Rewrite all of these records with "segmenter" swapped for "labeler" wherever it occurs, and leave everything else unchanged. Omit the pictures from your answer.

PROVIDED RECORDS ->
★ ★ ★ ★

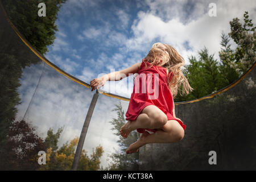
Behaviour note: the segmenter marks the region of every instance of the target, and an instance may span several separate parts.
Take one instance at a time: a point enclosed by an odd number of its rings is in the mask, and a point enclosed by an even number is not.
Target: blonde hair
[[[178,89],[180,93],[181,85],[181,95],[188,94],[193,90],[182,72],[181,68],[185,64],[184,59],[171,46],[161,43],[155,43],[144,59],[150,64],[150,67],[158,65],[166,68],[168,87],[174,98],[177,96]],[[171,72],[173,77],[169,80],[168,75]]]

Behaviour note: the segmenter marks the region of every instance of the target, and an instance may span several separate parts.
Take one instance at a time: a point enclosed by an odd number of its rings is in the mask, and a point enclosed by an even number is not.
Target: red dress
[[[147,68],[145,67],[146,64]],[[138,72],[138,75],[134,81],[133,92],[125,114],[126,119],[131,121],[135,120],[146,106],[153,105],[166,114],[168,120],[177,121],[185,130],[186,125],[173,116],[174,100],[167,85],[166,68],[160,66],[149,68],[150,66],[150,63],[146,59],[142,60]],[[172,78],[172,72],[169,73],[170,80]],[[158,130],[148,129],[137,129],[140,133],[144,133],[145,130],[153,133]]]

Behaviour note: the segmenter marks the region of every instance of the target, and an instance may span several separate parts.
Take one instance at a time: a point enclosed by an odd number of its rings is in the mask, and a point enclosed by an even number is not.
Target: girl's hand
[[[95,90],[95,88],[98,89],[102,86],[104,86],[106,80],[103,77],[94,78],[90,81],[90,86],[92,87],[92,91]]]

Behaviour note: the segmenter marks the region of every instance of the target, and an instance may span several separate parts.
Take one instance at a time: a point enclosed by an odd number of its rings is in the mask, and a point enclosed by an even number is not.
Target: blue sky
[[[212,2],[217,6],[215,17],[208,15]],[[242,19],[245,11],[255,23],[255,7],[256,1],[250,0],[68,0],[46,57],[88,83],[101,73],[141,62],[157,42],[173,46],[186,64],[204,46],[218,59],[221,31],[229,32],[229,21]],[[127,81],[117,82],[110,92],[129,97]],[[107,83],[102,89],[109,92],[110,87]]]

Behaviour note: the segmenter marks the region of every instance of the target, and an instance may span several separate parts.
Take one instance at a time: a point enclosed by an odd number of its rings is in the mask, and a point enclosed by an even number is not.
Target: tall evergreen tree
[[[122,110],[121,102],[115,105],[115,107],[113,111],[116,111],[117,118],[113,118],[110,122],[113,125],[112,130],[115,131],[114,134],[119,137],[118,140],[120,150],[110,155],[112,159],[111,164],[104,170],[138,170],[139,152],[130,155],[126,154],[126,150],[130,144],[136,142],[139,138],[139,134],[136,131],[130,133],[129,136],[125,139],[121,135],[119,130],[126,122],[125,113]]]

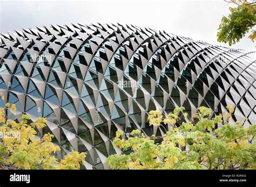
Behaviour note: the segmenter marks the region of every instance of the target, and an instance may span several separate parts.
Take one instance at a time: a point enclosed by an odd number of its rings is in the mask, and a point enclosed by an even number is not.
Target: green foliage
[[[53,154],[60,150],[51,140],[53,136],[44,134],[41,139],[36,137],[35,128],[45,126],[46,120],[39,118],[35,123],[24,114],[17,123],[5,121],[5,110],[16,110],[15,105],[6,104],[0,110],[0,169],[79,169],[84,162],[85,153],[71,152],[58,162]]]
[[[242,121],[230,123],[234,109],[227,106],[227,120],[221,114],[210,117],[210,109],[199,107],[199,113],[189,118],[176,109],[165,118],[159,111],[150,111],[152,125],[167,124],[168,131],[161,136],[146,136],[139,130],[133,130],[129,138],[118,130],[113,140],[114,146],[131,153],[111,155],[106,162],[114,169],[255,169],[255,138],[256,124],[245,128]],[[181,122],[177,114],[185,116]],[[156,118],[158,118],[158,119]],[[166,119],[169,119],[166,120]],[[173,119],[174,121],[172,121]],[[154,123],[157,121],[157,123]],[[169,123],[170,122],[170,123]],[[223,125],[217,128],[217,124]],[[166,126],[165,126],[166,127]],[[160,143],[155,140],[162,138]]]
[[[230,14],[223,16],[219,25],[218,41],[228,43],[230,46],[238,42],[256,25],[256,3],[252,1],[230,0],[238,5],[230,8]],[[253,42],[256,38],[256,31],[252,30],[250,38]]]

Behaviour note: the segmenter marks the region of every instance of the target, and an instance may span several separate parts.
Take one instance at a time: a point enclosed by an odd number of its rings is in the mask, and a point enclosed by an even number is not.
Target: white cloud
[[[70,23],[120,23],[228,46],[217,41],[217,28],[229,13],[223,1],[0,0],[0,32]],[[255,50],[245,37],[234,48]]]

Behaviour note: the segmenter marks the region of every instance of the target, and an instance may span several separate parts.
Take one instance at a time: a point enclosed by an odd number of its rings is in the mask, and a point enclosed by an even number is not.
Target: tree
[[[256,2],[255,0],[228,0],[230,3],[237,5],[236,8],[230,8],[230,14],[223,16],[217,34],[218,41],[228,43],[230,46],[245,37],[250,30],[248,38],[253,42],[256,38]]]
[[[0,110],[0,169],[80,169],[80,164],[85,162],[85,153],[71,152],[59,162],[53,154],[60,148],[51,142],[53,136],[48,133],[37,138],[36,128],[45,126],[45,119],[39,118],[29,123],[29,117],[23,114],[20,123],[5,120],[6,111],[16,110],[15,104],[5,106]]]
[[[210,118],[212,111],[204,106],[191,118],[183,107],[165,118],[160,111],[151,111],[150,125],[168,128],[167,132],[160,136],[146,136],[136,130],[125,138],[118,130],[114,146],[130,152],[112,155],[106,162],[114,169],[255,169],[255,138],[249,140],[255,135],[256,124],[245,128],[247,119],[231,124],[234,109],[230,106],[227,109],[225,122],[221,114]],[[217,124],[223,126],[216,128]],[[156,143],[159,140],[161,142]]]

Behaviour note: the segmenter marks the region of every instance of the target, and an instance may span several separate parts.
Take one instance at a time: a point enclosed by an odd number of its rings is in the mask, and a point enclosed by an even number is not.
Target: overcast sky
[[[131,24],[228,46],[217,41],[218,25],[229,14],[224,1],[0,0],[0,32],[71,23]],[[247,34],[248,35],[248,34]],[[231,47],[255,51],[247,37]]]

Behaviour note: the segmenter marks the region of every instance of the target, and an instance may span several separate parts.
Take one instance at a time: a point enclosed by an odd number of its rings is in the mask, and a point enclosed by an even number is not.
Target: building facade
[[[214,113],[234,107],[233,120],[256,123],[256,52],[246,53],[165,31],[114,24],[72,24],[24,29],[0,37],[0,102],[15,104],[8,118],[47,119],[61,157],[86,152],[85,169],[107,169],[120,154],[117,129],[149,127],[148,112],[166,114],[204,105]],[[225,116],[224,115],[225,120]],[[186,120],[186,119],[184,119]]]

★ ★ ★ ★

ANSWER FOR THIS EXERCISE ->
Behaviour note: the labeler marks the region of every instance of the target, and an instance may span several separate parts.
Take one instance at a time: a point enclosed by an odd number of its rings is in the mask, and a point enclosed by an even number is not.
Target: blonde hair
[[[178,89],[180,93],[181,85],[181,95],[188,94],[193,90],[182,72],[181,68],[185,64],[184,59],[171,46],[161,43],[155,43],[144,59],[150,64],[150,67],[158,65],[166,68],[168,87],[174,98],[177,96]],[[171,72],[173,77],[169,80],[168,75]]]

Behaviour note: the labeler marks the region of every instance of the target, and an instance may span several separate parts.
Take one instance at a time: a point enclosed by an odd number of its rings is in the mask, and a point enclosed by an even number is not.
Target: red dress
[[[147,68],[145,67],[146,64]],[[138,72],[138,75],[134,81],[133,92],[125,114],[126,119],[131,121],[135,120],[146,106],[153,105],[166,114],[168,120],[177,121],[185,130],[186,125],[173,116],[174,100],[167,85],[166,68],[160,66],[149,68],[150,66],[150,63],[146,59],[142,60]],[[172,78],[172,72],[169,73],[170,80]],[[158,130],[148,129],[137,129],[140,133],[144,133],[145,130],[153,133]]]

Behaviour note: the labeler marks the region of every instance of the target, and an instance may span several separate parts.
Take one instance at a time: a point enclosed by an odd number of its rings is in the mask, and a point enclosed by an even number is not.
Target: girl's hand
[[[95,90],[95,88],[98,89],[102,86],[104,86],[106,80],[103,77],[94,78],[90,81],[90,86],[92,87],[92,91]]]

Behaviour note: the labeler marks the region of every instance of the target, and an instance may span several separate parts.
Take one instance at a time: a point enclosed by an odd number of its rings is in the mask, and a point enclosed by an even number is not.
Target: blue sky
[[[212,2],[217,6],[215,17],[208,15]],[[242,19],[245,11],[255,23],[255,7],[256,1],[250,0],[68,0],[46,57],[88,83],[101,73],[141,62],[157,42],[173,46],[186,64],[204,46],[218,59],[221,31],[229,32],[229,21]],[[127,81],[117,82],[110,92],[129,97]],[[107,83],[102,89],[109,92],[110,87]]]

Behaviour note: the labeler marks the region of every instance of the target, and an instance may span several separate parts.
Take one instance at a time: a point enclosed by an odd number of its rings is in the mask, and a point enclosed by an even number is not.
Target: tall evergreen tree
[[[122,110],[121,102],[115,105],[115,107],[113,111],[116,111],[117,118],[113,118],[110,122],[113,125],[112,130],[115,131],[114,134],[119,137],[118,140],[120,150],[110,155],[112,159],[111,164],[104,170],[138,170],[139,152],[130,155],[126,154],[126,150],[130,144],[136,142],[139,138],[139,134],[136,131],[130,133],[129,136],[125,139],[121,135],[119,130],[126,122],[125,113]]]

Behaviour note: the labeler marks the region of every instance of the target, and an instance may span several separate parts.
Take one instance at a time: a point enclosed by an odd number of its rings is in the mask, and a point enclosed by an even number is not.
Target: green foliage
[[[53,154],[60,150],[51,140],[53,136],[44,134],[41,139],[36,137],[35,128],[45,126],[46,120],[39,118],[35,123],[24,114],[17,123],[5,121],[5,110],[16,110],[15,105],[6,104],[0,110],[0,169],[79,169],[84,162],[85,153],[71,152],[58,162]]]
[[[242,121],[230,123],[234,109],[227,106],[227,120],[221,114],[210,117],[210,109],[199,107],[199,113],[189,118],[176,109],[165,118],[159,111],[150,111],[152,125],[167,124],[168,131],[161,136],[146,136],[139,130],[133,130],[129,138],[118,130],[113,140],[114,146],[131,153],[111,155],[106,162],[114,169],[255,169],[255,138],[256,124],[245,128]],[[181,122],[177,114],[185,116]],[[156,118],[158,118],[158,119]],[[166,119],[169,119],[166,120]],[[173,119],[174,121],[172,121]],[[154,123],[157,121],[157,123]],[[169,123],[170,122],[170,123]],[[223,125],[217,128],[217,124]],[[166,126],[165,126],[166,127]],[[160,143],[155,140],[162,138]]]
[[[230,14],[223,16],[219,25],[218,41],[228,43],[230,46],[238,42],[256,25],[256,3],[252,1],[230,0],[238,5],[230,8]],[[253,42],[256,38],[256,31],[252,30],[250,38]]]

Behaviour note: the labeler marks the region of every instance of the target, and an instance may span several separate parts.
Take one instance at a time: a point enclosed by an odd number of its rings is in the mask, and a point enclosed by an even number is not.
Target: white cloud
[[[70,23],[120,23],[228,46],[217,41],[217,28],[229,13],[223,1],[0,0],[0,32]],[[255,50],[245,37],[234,48]]]

Behaviour note: the labeler marks the region of every instance of the target, and an instance may span several separate parts.
Take one instance at a time: a point enclosed by an odd number of its rings is in the mask, and a point enclosed by an even number is not.
Target: tree
[[[256,2],[255,0],[228,0],[230,3],[237,5],[236,8],[230,8],[230,14],[223,16],[217,34],[218,41],[228,43],[230,46],[245,37],[250,30],[248,38],[253,42],[256,38]]]
[[[0,110],[0,169],[80,169],[80,164],[85,162],[85,153],[71,152],[59,162],[53,154],[60,148],[51,142],[53,136],[48,133],[37,138],[36,128],[45,126],[45,119],[39,118],[29,123],[29,117],[23,114],[20,123],[5,120],[6,111],[16,110],[15,104],[5,106]]]
[[[210,118],[212,111],[204,106],[191,118],[183,107],[165,118],[160,111],[151,111],[150,125],[168,128],[167,132],[160,136],[146,136],[136,130],[125,138],[118,130],[114,146],[130,152],[112,155],[106,162],[114,169],[255,169],[255,138],[249,140],[255,135],[256,124],[245,128],[247,119],[231,124],[234,109],[230,106],[227,109],[225,122],[221,114]],[[217,124],[223,126],[216,128]],[[156,143],[159,140],[161,142]]]

Behaviour note: the labeler marks the region of every instance of the target, and an instance may span several separate parts.
Take one instance at a time: a point enclosed by an odd number of its rings is in the mask, and a point enclosed by an even number is not.
Target: overcast sky
[[[131,24],[228,46],[217,41],[218,25],[229,14],[224,1],[0,0],[0,32],[71,23]],[[247,34],[248,35],[248,34]],[[231,47],[255,51],[247,37]]]

Behaviour note: the labeler marks the region of every instance of the target, and an instance may span several separate parts.
Take one instance at a time: a point enclosed by an odd number of its rings is in the mask, and a point enclosed by an even number is not.
Target: building facade
[[[214,113],[234,107],[233,120],[256,123],[256,52],[246,53],[165,31],[114,24],[72,24],[24,29],[0,37],[0,102],[15,104],[8,118],[47,119],[61,157],[86,152],[85,169],[107,169],[120,154],[117,129],[149,127],[148,112],[166,114],[204,105]],[[225,116],[224,115],[225,120]],[[186,120],[186,119],[184,119]]]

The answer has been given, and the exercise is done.